▶ [WRITTEN PROBLEM 1]
In the forum thread about Harley Davidson rentals in Jomtien, where is East Coast Choppers located?
▶ [WRITTEN PROBLEM 2]
Pick up the forum thread about Harley Davidson rentals in Jomtien right after its final sentence and keep writing.

▶ [QUOTED TEXT]
═══
#  >  > Living And Legal Affairs In Thailand >  >  > Motoring in Thailand and Asia >  >  Jomtien Harley Davidson Rental and Sales

## dirtydog

Ok I shall post the gay one first and tomorrow I shall post some of the sexy ones.


Anyway this place is East Coast Choppers and is right opposite the Hanuman statue in Jomtien, about 300 meters before you get to Jomtien Beach.


Now the price of these things you could buy quite a nice car, but I suppose it's a cult thing where people just have to own or rent a Harley, the owner of the place loves his bikes so much that even the showroom is airconned to keep the bikes cool.

Anyway rates start at about 2,900baht perday with insurance etc, or you can just buy one.

Harley Rentals here

Harley Davidson Rental
East Coast Choppers (Thailand) Co. Ltd.
315 / 168 Thappraya Rd. Moo 12
Pattaya - Thailand

----------


## MeMock

2,900 baht a day  :Surprised:

----------


## peterpan

> Ok I shall post the gay one first and tomorrow I shall post some of the sexy ones.


 What do you mean ? start with the gay one, They are ALL fvcking gay, why else would you ride one of these slow, heavy, poove bikes ?

----------


## Rigger

Settle down grandad dont want you having a heart attack and falling out your wheel chair  :Smile:

----------


## peterpan

I'm settled Rig, sitting here with a nice expresso and listening to Led Zep (gotta whole lot of lovin) at just below pain level volume. 

Lucky for me BG dosen't live here, he would complain about his ignorant neigbours. :rofl:

----------


## ChiangMai noon

Come on Peter, there aint nothing gay about a harley or a harley rider.
real men drink budweiser.

----------


## peterpan

Drinking Bud is like making love in a canoe, Fvcking close to water.

----------


## YellowTrip

Proper Queer Boyz will be flocking to rent these.

----------


## Rigger

> Proper Queer Boyz will be flocking to rent these.


Make sure you post a report after you have rented yours so the other fags can read all about it

----------


## Fast Eddie

When i have visited Pattaya in the past i have noticed a number of foreigners renting out such motorbikes and cruising round and round the same small area of the city.
═══
Some records:
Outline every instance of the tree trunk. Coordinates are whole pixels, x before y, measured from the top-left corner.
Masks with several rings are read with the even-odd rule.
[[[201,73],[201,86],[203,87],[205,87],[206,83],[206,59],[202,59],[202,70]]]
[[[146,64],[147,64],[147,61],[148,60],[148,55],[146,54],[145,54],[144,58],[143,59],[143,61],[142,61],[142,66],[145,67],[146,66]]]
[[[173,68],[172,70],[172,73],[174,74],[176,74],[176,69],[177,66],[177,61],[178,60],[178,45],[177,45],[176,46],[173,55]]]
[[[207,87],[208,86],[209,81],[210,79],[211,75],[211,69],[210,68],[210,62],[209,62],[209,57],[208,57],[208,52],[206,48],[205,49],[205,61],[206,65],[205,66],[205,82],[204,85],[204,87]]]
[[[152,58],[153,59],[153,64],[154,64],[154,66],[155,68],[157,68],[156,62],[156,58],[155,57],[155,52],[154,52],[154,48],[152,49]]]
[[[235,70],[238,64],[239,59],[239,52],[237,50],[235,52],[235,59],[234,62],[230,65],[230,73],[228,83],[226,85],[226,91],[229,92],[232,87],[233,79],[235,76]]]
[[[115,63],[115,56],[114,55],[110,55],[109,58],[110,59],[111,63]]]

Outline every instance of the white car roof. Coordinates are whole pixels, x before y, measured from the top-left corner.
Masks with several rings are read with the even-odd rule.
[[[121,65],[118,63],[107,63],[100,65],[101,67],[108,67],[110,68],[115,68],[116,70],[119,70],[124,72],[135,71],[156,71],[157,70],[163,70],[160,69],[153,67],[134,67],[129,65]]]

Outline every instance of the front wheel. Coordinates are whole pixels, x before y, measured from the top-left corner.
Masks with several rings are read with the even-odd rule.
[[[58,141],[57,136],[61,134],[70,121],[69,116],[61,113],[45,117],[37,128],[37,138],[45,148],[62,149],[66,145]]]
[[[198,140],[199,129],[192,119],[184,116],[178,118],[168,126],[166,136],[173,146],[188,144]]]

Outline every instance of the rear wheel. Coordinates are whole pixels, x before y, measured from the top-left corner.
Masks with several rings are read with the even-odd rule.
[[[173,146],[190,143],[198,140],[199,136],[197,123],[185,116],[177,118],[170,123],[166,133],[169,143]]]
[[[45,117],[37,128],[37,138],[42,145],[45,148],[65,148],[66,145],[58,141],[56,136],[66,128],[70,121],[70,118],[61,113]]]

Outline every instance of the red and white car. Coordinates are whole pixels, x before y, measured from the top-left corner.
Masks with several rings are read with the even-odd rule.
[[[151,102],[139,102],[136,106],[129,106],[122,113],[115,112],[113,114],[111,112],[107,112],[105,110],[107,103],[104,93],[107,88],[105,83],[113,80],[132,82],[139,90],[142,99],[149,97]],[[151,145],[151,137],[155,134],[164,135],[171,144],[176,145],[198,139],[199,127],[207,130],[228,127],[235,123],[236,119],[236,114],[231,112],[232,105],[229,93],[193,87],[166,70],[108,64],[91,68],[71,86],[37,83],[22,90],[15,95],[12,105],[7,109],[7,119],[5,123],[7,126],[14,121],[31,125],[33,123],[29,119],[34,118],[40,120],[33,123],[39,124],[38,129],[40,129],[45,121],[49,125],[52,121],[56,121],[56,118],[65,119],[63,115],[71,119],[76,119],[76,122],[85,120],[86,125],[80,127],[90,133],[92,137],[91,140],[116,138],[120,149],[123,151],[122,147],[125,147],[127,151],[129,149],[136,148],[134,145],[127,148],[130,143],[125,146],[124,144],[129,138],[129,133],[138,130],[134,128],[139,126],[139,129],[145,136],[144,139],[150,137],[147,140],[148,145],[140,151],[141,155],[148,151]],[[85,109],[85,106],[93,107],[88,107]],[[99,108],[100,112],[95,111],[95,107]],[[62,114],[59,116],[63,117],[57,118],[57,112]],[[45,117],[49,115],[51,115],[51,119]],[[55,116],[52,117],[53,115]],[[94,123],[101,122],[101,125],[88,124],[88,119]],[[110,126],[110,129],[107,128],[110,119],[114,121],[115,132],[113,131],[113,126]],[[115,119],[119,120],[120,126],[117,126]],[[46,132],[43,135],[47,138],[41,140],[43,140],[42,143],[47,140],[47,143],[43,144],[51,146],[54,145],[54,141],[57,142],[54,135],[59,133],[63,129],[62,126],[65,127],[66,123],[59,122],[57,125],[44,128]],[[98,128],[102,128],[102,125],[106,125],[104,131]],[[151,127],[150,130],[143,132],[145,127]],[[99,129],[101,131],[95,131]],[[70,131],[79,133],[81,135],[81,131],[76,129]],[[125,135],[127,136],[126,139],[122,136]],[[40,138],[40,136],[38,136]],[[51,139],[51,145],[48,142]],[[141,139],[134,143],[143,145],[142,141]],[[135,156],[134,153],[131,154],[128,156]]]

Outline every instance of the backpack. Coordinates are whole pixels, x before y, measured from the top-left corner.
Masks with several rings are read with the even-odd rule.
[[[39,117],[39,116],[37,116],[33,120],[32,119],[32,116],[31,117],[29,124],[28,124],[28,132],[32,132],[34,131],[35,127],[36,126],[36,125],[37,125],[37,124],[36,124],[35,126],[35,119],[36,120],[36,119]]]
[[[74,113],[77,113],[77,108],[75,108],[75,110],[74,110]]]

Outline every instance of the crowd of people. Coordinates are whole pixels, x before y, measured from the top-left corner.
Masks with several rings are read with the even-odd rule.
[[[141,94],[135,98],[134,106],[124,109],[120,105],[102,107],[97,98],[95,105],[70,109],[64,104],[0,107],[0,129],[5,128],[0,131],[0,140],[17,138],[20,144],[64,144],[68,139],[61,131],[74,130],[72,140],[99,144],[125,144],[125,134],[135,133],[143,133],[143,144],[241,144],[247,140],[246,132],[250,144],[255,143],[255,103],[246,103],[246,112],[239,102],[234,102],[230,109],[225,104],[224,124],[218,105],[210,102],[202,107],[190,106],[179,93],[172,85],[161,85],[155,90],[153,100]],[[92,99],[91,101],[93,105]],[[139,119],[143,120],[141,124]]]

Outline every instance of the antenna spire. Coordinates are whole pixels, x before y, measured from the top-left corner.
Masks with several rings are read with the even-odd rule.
═══
▶ [OUTPUT 1]
It is right opposite the Hanuman statue in Jomtien, about 300 meters before Jomtien Beach.

▶ [OUTPUT 2]
I'm guessing that a guy who rents one of these and cruises slowly around in front of all the bars must think that he looks like he's the man, and that all the pros will be well impressed. He's not, and i'm sure their not. They're probably thinking 'what a complete dick, but lets massage his already inflated ego by calling out to him and hopefully he'll come and spend his money'.

I mean, if you've got a journey to do and you want to do it on a nice motorbike in comfort, then maybe that's fair enough. But to just cruise around a small area of the city streets that you could probably walk more or less as easy, it just looks fucking lame.

On the occasions i have seen this combined with other fashion faux pas, such as bandanas and chunky gold jewelry, it really is a laughable and mesmerising sight to behold.

----------


## Rigger

Whats that thing on the back next to where their boyfriend would sit ?
Spot light

----------


## peterpan

Yea, well its what ever floats ya boat innt it ?
I think they look like clowns as well, but they look at me with a race bike on my pickup and think, what does that old wanker think he's doing? he's probably too old to get his leg over let alone his knee down :Smile: .

*And they are probably right*

----------


## dirtydog

Ok a couple of the more sexy Harleys, now you got to admit these ones aint gay, hell even some of the older gits on here would be able to pull birds riding one of these  :Smile:

----------


## ChiangMai noon

> now you got to admit these ones aint gay


You're kidding right.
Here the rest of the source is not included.